Il y a peu de temps encore, lorsqu'on voulait se donner le plaisir de serrer la main de l'ami Kaemmerer, la recette n'était pas des plus simples. Il fallait se munir d'une forte canne, faire saillir ses biceps et jeter, en faisant le moulinet, cette adresse au cocher furieux: "126, boulevard de Vaugirard." 
Jamais, quant à moi, je n'allais là-bas sans me souvenir de ce si joli dessin de Cham. C'était à l'époque de l'Exposition de 1878 et un cocher montrait avec orgueil, à un bourgeois ahuri, une dépouille bizarre qui ornait l'arrière train de son cheval: Ça, disait-il, c'est la peau du dernier qui m'a demandé de le conduire à l'Exposition." Qu'aurait dit et fait cet estimable automédon, si on l'eût envoyé chez Kaemmerer?
C'était en effet bien plus loin que les Invalides, là-bas, là-bas, tout au bout de la terre, dans se quartier béni des bals-musettes et des assommoirs, au milieu d'une population haut casquettée qu'habitait le peintre de toutes les élégances du Directoire!
Un bijou que ce grand atelier, au milieu des jardins pleins d'arbres et d'oiseaux, pleins de soleils aussi, j'entends de fleurs de ce nom, chères aux perroquets et aux chefs de gare, toute gare n'a-t-elle pas en effet sa collection de soleils! et les perroquets, chacun le sait, s'engraissent, les cruels, du coeur même de cette infortunée plante.





Donc, Kaemmerer vivait isolé, ensoleillé, tranquille et heureux, n'ayant pas d'histoires avec ses voisins. Mais un jour, jour néfaste, où notre ami revenait d'une de ces fugues familières qui le promènent à droite et à gauche, il s'aperçut qu'un joli mur briques et pierres s'élevait majestueusement et blanc à trois mètres de son atelier. Il n'y avait plus à hésiter, et le pauvre Kaemmerer déménagea. Il habite actuellement rue de Vaugirard, mais nous le retrouverons bientôt autre part, je l'espère, car rien n'est triste comme ce petit local. Ces pauvres Merveilleuses aux costumes écourtés, aux jupes de gaze transparente, aux bas de soie si tendre, semblent transies de froid sous cette lumière blafarde, sous ce jour lugubre.

* _CONSIGNES À SUIVRE_
(a) Recopiez fidèlement le passage du texte sur Kaemmerer qui va de "Jamais, quant à" jusqu'à "élégances du Directoire!" inclus.
(b) Pour chacune des affirmations suivantes, indiquez si elle concorde avec le texte sur Kaemmerer en répondant par oui ou par non, puis citez les mots du texte qui tranchent. (i) Pour se rendre chez Kaemmerer, il fallait donner au cocher l'adresse du 126, boulevard de Vaugirard. (ii) Le dessin de Cham date de l'époque de l'Exposition de 1878. (iii) Kaemmerer est resté dans son atelier après la construction du mur.
(c) Rédigez la suite du texte sur Kaemmerer, en partant de sa dernière phrase.
Les enregistrements n'ont aucun lien avec le texte sur Kaemmerer.

* _ENREGISTREMENTS AFFICHÉS_
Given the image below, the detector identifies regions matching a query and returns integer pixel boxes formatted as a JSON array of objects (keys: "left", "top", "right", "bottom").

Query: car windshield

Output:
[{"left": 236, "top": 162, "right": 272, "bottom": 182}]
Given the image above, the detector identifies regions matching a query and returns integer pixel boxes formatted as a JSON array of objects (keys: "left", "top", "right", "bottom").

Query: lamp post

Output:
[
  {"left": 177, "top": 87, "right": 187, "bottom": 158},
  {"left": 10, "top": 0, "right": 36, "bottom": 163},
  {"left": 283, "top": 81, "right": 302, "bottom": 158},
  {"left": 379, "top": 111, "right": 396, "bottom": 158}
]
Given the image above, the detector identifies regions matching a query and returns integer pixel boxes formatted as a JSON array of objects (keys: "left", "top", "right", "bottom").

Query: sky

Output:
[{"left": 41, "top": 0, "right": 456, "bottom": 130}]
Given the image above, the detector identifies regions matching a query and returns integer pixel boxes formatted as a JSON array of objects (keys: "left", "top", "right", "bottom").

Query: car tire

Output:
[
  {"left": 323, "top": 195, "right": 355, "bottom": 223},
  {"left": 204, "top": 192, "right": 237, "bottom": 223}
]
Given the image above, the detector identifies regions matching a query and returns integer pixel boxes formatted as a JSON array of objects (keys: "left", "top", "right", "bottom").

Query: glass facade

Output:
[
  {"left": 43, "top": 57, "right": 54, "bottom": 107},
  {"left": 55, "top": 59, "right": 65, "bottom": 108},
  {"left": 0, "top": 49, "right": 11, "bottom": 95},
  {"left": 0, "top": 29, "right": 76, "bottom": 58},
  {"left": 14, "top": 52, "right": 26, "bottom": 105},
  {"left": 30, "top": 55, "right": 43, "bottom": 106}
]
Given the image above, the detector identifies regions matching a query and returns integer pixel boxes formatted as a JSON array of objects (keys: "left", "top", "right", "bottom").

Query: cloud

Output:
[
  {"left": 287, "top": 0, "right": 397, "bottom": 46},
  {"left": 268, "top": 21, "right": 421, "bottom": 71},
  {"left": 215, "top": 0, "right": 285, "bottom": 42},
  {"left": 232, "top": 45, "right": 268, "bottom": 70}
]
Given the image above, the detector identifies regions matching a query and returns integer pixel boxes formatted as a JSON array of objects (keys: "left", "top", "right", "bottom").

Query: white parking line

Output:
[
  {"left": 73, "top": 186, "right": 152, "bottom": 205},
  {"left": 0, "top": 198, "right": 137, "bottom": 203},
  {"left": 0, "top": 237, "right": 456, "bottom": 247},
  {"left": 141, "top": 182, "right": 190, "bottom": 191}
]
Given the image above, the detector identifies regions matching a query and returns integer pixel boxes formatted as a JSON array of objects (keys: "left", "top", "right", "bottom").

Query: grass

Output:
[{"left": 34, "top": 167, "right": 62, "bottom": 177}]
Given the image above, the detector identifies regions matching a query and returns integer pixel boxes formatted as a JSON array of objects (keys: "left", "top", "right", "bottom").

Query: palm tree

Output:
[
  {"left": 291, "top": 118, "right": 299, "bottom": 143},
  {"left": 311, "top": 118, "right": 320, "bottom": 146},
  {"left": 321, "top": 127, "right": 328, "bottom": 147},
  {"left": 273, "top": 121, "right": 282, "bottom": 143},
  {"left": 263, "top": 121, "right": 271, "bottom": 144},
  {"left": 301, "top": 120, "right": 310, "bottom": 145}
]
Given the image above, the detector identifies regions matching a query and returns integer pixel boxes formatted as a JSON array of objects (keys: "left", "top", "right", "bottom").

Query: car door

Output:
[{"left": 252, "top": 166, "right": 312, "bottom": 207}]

* _LISTE DES RÉPONSES_
(a)
Jamais, quant à moi, je n'allais là-bas sans me souvenir de ce si joli dessin de Cham. C'était à l'époque de l'Exposition de 1878 et un cocher montrait avec orgueil, à un bourgeois ahuri, une dépouille bizarre qui ornait l'arrière train de son cheval: Ça, disait-il, c'est la peau du dernier qui m'a demandé de le conduire à l'Exposition." Qu'aurait dit et fait cet estimable automédon, si on l'eût envoyé chez Kaemmerer?
C'était en effet bien plus loin que les Invalides, là-bas, là-bas, tout au bout de la terre, dans se quartier béni des bals-musettes et des assommoirs, au milieu d'une population haut casquettée qu'habitait le peintre de toutes les élégances du Directoire!

(b)
(i) Oui : « jeter, en faisant le moulinet, cette adresse au cocher furieux: "126, boulevard de Vaugirard." »
(ii) Oui : « C'était à l'époque de l'Exposition de 1878 »
(iii) Non : « Il n'y avait plus à hésiter, et le pauvre Kaemmerer déménagea. »

(c)
Ce qu'elle s'indique, o Kaemmerer, la jolie voiture de déménagement. Voyez mon intérieur, je suis capitonnée!... Ne ratez pas le coche, o mon ami kaemmerer. Si je n'ai pas donné le numéro, c'est que, supposant que l'atelier sera bientôt à louer, je ne veux pas trop déconsidérer l'immeuble.
Heureusement que ce pauvre kaemmerer a un autre domicile à Lagny, où il a relégué les bibelots qui lui tenaient à coeur et le chien qu'il aimait tant: Petit, dit Mimi, produit chinois et comestible, animal étrange; une mince touffe de poils émerge seulement de sa tête pointue, telle, aurait dit Ignotus, la perruque d'un clown. En hiver, cet intéressant animal, que vous avez du reste pu voir dans le Portrait de la Marquise*, ce bijou qu'exposa dernièrement Kaemmerer, en hiver, dis-je, ce pauvre Petit, avec son paletot de flanelle, a l'air absolument d'un perdreau bardé de lard prêt à être mis à la broche. Kaemmerer affirme qu'il est très intelligent et comprend toutes les langues!




C'est à Lagny aussi que se trouve l'atelier, non pas l'atelier de peinture qui, pour Kaemmerer, n'est que secondaire, mais le vrai, le seul atelier, celui où il travaille vraiment, l'atelier de menuiserie. C'est là que Kaemmerer, artiste peintre, fait de préférence tout ce qui ne concerne pas son état: tabletier, menuisier, jardinier; la scie, le rabot, la varlope, n'ont pas de secrets pour lui. Il parle d'acheter un tour et il nous sera peut être donné de le voir découper, d'une main légère, des ronds de serviette pour ses amis.




Actuellement, l'atelier où il peint, quand il ne peut pas faire autrement, est plein d'études et de tableaux en train, mais... Kaemmerer a une nouvelle passion. Le malheureux est alpiniste. Oui, vous entendez bien: Kaemmerer fait partie de ces bandes errantes de gens stupéfiants que l'on découvre vaguement, de temps en temps, au bout d'un télescope, gravissant péniblement quelque abrupte montagne. Si encore il avait l'excuse d'un ventre à faire tomber; mais l'ami Kaemmerer est plus plat que les vers de M. X..., de l'Académie française. Cet homme est incompréhensible. Peut-être aussi, ne suis-je pas digne de comprendre cette noble folie, moi qui, comme glacier, n'admet que Tortoni*.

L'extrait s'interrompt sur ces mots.